Scan the material and copy every line in which "shirt" appears.
─── RECORDS PROVIDED ───
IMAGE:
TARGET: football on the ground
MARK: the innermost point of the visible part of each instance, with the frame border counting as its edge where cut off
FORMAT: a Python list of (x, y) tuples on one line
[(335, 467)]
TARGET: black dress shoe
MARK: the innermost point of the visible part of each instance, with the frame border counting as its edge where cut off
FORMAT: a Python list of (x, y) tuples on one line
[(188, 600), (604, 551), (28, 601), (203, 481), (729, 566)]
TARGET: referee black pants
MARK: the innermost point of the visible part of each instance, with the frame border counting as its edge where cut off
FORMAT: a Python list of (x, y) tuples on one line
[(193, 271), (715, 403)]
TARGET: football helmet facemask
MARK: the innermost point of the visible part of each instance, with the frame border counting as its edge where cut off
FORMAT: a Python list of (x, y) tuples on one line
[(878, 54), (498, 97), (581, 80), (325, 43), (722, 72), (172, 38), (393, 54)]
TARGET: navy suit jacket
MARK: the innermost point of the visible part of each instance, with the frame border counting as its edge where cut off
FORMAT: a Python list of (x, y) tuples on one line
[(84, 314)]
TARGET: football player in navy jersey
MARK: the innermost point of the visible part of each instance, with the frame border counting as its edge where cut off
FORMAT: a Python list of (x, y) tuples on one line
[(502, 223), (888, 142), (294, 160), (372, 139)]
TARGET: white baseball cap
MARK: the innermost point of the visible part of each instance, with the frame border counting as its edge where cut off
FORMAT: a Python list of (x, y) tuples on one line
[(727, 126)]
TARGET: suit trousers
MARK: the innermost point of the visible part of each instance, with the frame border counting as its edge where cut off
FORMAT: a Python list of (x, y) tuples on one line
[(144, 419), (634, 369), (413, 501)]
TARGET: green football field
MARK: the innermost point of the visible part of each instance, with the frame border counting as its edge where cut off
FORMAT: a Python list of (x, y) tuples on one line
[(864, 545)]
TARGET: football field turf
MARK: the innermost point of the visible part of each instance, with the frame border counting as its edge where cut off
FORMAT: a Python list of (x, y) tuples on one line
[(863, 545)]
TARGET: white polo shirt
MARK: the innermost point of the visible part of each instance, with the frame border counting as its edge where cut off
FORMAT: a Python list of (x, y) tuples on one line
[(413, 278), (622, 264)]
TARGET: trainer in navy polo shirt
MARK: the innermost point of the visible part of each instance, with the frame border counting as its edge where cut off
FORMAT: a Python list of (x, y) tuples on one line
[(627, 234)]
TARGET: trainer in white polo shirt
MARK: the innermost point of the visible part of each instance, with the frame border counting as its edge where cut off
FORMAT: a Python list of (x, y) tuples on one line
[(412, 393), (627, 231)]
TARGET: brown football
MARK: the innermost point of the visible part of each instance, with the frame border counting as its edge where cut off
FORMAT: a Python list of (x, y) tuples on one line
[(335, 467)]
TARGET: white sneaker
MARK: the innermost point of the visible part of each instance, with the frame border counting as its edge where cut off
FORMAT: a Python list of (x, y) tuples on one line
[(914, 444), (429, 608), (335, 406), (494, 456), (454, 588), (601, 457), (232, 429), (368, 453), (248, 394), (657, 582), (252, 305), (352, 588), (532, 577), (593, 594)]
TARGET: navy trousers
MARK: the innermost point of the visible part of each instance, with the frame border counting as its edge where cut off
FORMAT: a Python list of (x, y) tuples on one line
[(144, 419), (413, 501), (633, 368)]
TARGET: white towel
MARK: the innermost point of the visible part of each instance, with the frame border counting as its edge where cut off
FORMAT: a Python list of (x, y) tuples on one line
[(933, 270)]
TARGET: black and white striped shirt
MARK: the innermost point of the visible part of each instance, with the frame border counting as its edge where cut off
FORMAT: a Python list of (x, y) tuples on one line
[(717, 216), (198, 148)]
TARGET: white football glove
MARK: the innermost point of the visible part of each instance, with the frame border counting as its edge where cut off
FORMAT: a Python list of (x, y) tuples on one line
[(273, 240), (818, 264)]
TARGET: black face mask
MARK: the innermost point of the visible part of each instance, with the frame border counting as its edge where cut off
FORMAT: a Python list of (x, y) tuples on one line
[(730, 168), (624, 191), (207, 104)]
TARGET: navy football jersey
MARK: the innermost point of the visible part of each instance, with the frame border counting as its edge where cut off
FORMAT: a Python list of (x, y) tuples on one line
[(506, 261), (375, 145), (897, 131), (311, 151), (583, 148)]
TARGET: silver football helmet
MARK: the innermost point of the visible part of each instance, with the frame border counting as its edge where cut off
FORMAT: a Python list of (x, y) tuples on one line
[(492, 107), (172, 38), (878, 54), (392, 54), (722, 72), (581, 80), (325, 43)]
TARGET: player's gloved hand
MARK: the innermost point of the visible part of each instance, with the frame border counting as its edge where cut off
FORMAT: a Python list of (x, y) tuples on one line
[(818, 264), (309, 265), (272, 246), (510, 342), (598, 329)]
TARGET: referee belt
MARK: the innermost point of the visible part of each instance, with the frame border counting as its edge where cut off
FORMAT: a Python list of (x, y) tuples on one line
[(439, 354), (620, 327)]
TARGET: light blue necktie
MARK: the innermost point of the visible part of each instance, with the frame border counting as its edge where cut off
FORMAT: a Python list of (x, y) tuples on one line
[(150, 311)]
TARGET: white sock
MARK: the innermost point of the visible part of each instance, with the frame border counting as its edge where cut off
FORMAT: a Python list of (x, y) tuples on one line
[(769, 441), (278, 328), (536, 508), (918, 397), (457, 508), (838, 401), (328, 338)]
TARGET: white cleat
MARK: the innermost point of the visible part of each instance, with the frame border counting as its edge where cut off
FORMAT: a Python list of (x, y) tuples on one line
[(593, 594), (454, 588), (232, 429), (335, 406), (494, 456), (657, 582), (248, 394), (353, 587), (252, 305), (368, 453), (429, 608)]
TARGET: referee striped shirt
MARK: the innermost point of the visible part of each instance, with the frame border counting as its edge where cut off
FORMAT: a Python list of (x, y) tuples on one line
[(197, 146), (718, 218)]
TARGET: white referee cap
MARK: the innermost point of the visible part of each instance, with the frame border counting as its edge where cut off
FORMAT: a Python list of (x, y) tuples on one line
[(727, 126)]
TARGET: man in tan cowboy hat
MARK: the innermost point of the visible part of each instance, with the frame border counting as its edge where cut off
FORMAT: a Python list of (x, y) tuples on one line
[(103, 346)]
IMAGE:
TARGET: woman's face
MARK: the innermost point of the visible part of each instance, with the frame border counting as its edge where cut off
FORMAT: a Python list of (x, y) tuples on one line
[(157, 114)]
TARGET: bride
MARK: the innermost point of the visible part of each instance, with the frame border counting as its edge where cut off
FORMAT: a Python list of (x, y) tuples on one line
───
**RESPONSE TO THIS TASK**
TARGET: white polo shirt
TARGET: trainer in navy polo shirt
TARGET: trainer in white polo shirt
TARGET: black and white striped shirt
TARGET: referee striped shirt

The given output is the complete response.